THE PROBLEM -
Nothing other than the lines from the one containing "Where can the neck" through the close of the entries below should be printed, each exactly.

ENTRIES -

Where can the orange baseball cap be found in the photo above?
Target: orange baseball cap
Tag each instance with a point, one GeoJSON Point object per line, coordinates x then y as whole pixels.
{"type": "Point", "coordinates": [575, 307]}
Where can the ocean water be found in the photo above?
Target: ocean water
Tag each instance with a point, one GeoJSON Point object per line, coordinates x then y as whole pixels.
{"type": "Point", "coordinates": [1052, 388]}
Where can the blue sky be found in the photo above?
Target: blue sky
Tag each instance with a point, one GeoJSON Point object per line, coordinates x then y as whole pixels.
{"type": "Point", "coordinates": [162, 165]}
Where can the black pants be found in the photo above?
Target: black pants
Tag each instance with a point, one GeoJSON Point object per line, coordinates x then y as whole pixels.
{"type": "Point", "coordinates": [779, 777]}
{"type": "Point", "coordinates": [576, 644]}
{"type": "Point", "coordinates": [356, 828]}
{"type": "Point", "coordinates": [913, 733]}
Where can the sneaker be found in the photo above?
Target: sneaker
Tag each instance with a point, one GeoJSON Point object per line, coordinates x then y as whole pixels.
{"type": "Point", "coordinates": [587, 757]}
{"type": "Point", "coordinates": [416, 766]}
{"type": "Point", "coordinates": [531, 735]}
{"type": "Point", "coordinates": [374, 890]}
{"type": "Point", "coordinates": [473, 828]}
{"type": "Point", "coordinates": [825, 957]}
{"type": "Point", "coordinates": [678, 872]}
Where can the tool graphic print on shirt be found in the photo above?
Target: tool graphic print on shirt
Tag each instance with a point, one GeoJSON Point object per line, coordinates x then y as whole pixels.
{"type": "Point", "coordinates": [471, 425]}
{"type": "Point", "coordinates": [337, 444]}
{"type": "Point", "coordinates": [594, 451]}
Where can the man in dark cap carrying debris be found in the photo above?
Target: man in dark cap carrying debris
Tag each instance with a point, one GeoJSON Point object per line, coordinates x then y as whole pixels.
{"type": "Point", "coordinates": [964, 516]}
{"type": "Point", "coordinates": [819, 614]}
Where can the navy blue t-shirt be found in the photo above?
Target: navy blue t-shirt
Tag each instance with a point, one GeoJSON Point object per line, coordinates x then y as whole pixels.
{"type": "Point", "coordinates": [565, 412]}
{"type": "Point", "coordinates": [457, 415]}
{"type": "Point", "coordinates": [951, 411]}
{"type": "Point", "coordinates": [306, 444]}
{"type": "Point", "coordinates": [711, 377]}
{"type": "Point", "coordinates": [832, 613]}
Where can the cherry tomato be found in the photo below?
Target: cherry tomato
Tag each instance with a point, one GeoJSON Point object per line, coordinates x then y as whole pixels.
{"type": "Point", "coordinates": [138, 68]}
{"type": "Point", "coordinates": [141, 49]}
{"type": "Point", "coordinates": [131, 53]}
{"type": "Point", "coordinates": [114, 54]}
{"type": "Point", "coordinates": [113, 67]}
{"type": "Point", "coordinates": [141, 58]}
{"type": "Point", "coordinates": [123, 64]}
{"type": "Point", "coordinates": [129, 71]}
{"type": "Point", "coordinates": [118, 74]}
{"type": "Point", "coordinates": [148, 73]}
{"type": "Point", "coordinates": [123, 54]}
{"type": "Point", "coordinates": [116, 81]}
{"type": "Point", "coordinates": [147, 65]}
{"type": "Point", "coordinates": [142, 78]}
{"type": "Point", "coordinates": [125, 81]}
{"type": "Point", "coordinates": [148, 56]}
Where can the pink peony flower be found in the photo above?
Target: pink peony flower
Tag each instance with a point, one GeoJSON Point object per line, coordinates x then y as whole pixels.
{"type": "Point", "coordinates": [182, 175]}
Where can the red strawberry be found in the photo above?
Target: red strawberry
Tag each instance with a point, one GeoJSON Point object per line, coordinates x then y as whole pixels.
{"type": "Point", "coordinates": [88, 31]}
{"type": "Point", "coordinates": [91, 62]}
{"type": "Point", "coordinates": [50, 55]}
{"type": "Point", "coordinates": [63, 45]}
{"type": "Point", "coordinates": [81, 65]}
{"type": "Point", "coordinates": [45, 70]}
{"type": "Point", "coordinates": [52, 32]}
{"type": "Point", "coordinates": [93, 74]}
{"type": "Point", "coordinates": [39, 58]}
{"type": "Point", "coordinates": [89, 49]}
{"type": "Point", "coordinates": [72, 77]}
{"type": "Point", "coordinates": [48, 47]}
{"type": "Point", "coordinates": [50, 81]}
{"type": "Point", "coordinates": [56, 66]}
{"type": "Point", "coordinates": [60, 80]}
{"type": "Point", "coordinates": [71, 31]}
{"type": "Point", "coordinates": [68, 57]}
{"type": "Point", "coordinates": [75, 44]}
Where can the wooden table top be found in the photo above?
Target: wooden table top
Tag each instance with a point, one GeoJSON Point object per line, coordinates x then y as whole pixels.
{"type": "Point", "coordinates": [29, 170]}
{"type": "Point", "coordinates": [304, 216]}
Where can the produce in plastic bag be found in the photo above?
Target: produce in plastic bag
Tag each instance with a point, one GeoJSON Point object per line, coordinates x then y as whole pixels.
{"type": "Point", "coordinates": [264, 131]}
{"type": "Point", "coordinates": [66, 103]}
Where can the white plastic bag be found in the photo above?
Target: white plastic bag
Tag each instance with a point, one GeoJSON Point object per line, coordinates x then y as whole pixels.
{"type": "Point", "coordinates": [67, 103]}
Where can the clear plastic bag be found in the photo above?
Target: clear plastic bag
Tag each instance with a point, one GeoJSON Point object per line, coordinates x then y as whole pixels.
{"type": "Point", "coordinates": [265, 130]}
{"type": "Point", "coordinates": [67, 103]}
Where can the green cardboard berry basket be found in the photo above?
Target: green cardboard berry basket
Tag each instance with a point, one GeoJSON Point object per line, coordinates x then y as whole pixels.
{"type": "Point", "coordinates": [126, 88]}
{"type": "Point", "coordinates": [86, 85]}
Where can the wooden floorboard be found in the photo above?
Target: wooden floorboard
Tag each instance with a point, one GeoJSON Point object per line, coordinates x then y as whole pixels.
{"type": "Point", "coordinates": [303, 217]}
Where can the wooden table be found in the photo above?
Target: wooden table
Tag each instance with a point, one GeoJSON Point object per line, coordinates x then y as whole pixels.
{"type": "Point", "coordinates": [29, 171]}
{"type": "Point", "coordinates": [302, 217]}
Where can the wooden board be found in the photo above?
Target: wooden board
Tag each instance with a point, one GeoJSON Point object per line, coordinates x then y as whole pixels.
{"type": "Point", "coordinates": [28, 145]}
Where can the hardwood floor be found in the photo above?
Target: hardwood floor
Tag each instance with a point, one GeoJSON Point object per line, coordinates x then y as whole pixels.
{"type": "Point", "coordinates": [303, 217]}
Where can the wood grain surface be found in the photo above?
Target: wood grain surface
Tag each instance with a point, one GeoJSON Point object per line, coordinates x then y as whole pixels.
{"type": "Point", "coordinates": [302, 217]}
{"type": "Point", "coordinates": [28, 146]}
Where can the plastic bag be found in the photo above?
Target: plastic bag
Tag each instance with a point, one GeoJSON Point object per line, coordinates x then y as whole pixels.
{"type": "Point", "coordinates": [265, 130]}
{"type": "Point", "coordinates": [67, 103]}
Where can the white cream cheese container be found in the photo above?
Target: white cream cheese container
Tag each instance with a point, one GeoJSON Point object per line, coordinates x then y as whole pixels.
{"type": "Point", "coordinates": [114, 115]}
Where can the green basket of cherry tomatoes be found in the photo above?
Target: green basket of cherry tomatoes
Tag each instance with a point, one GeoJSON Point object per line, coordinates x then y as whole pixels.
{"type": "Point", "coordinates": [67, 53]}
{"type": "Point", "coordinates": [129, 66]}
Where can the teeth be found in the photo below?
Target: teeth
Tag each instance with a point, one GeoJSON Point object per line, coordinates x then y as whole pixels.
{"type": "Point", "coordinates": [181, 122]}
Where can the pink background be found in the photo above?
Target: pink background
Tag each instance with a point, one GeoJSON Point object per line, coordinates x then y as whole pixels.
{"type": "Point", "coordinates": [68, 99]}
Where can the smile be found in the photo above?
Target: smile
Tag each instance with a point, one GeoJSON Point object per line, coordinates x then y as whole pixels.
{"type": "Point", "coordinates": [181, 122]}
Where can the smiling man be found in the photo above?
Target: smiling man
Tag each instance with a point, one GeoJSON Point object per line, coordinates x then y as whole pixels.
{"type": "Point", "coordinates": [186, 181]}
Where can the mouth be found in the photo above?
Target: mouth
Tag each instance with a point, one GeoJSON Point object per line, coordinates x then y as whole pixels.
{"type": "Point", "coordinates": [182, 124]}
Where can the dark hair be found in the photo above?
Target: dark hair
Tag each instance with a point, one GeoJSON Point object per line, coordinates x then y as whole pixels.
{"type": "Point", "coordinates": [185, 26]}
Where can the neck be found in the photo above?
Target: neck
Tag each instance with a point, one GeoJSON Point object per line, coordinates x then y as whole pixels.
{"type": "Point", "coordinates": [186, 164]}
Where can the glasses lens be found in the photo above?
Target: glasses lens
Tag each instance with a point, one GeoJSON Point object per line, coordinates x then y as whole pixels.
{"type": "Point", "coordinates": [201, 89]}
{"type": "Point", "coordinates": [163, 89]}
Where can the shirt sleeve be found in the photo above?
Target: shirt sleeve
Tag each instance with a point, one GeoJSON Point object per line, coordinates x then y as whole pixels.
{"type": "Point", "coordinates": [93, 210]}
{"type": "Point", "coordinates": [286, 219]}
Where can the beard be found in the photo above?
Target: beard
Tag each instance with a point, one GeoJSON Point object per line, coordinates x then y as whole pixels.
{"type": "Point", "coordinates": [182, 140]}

FULL ANSWER -
Where can the neck be found in the photo above?
Target: neck
Tag each instance with a point, one GeoJSON Point object per line, coordinates x then y as whole pixels.
{"type": "Point", "coordinates": [186, 164]}
Where can the glasses lens be found in the photo above?
Target: glasses lens
Tag each instance with a point, one GeoJSON Point object per line, coordinates x then y as whole pixels.
{"type": "Point", "coordinates": [201, 89]}
{"type": "Point", "coordinates": [163, 89]}
Where can the shirt sleeve be found in the photo above?
Target: shirt sleeve
Tag each instance with a point, one GeoJSON Point object per line, coordinates x then y as whole pixels.
{"type": "Point", "coordinates": [93, 210]}
{"type": "Point", "coordinates": [286, 219]}
Where can the beard be found in the photo above?
Target: beard
Tag each instance with a point, one GeoJSON Point object per line, coordinates x then y as whole pixels.
{"type": "Point", "coordinates": [182, 140]}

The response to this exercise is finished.